* begin Document text *

In the run-up to the US election, I find myself very receptive to TV touching on the American Dream; I'm misting up at Simon Schama's The American Future: A History, and devouring HBO's John Adams. Which is a peculiar series, every episode seeming to exist in a different genre: the first sees a mild man radicalised, like a Mel Gibson film done right; the second, leading up to the Declaration of Independence, is the one brimming with patriotic pride; when Adams goes to Europe in the third, his hopelessly undiplomatic diplomacy in the structured courts of Europe turns the whole thing into a comedy of embarassment. And through it all comes a sort of higher patriotism - because I am, after all, not American. I'm British, hence one of the bad guys in this story (The American War of Independence - is it the only war it was ever right that Britain should lose? I'm struggling to think of another). But the ideal of America, like the ideal of Greece before it, is part of the shared heritage of humanity's better part - even if, being in the hands of humans, it has shown the human tendency to fall terribly short of the ideal.
It's weird, though - being a young country, America has a national epic where the facts and figures are a matter of record. The rest of us have myths we can recast and reinterpret, but theirs...well, the DVD finds the series accompanied by a feature called Facts Are Stubborn Things. They can play a little loose with some details - the editing of the Declaration of Independence feels like a scene from a student newspaper office, with Franklin distracted by Jefferson's other great creation, the revolving chair. But Franklin still talks mainly in Franklin quotations, and we have yet to see George Washington with an outfit or facial expression other than the one from that portrait.

In the same time period, I've finally finished the Talleyrand biography I've been reading on-and-off for ages. Was amused to read that after Waterloo, various well-meaning English liberals attempted to use writs of habeas corpus to prevent Napoleon's rendition to exile in St Helena. This, remember, is after he has already escaped from one, gentle exile on Elba, left Europe in tatters, caused the death of thousands and even left France in a considerably worse position than it was after his first defeat. And yet, still, some people are primarily worried about the possible infringement of his human rights.
I do love Britain's liberal tradition, but it hasn't half bred some soft idiots in its time.

* end Document text *
* begin Data extract *

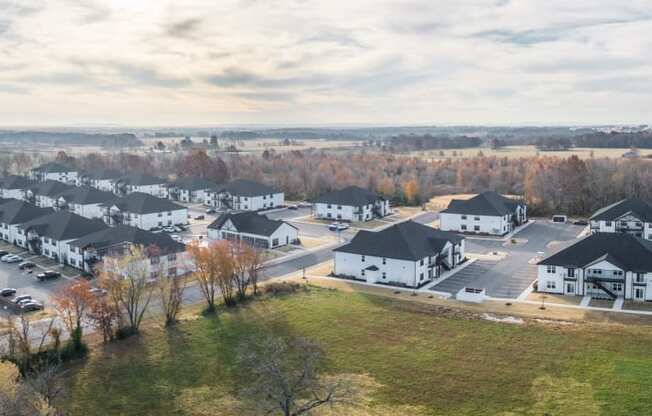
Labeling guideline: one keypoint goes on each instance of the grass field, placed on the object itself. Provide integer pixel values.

* end Data extract *

# Set tasks
1) Could you copy the blog post about John Adams and Talleyrand word for word, starting with "It's weird, though" and going on through "from that portrait."?
2) How would you sum up the blog post about John Adams and Talleyrand in two sentences?
3) Would you go on with the blog post about John Adams and Talleyrand from where it stops?

# Answers to the exercise
1)
It's weird, though - being a young country, America has a national epic where the facts and figures are a matter of record. The rest of us have myths we can recast and reinterpret, but theirs...well, the DVD finds the series accompanied by a feature called Facts Are Stubborn Things. They can play a little loose with some details - the editing of the Declaration of Independence feels like a scene from a student newspaper office, with Franklin distracted by Jefferson's other great creation, the revolving chair. But Franklin still talks mainly in Franklin quotations, and we have yet to see George Washington with an outfit or facial expression other than the one from that portrait.

2) Ahead of the US election, the British writer is moved by HBO's John Adams, a series whose episodes each feel like a different genre, and observes that America's young national epic rests on recorded facts, though the show plays a little loose with some details. The writer has also finished a Talleyrand biography and is amused that English liberals tried to use writs of habeas corpus to block Napoleon's exile to St Helena, concluding that Britain's liberal tradition has bred some soft idiots.

3)
(Talleyrand himself is a strange figure - a man who prized stability and good governance above all things, but had the misfortune to be born French. Had he lived in Britain, and been able to curb his taste for backhanders, he'd have done very well in the Civil Service**, and his name would now be forgotten. But living in France...he never managed to direct events half so much as he would like or even as much as this adoring biographer contends. Consider, this is a man who felt that among the things France most needed were a free press, the rule of law and lasting peace with England - and yet he ended up intimately involved with the Revolution, at the right hand of Napoleon, and in practice acted as precious little brake on either. And yet, for what little he did achieve, he has attained immortality - albeit by being remembered as a byword for duplicity, vanity and greed. Oh, and his legendary wit? Either it just doesn't translate, or it was rubbish in the first place and people only laughed like they do at any powerful man's jokes. Like Wilde in Stoppard's Invention of Love, he lives in history simply because he was in the wrong place at the wrong time. Suddenly, obscurity doesn't seem so bad. And if any of that seemed like patriotic chauvinism, I refer you to Talleyrand's own summary - "The English do everything better than we do". This in a letter to a countryman, mark you, not as part of his usual sycophancy)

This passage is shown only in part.